### DATA PROVIDED

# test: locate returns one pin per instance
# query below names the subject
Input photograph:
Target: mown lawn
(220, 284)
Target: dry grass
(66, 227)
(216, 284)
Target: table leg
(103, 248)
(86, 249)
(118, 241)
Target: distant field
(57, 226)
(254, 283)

######
### DATA PROVIDED

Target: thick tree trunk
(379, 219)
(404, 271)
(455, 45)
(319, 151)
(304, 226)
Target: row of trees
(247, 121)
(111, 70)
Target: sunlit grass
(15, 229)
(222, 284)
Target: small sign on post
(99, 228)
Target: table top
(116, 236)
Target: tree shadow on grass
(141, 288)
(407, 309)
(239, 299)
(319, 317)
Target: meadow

######

▶ [WHAT IS EXPECTED]: Count the lines in the entries above that contain the word "Target", treating uppercase and lowercase as different. Give only the number.

▶ [TASK ANSWER]: 11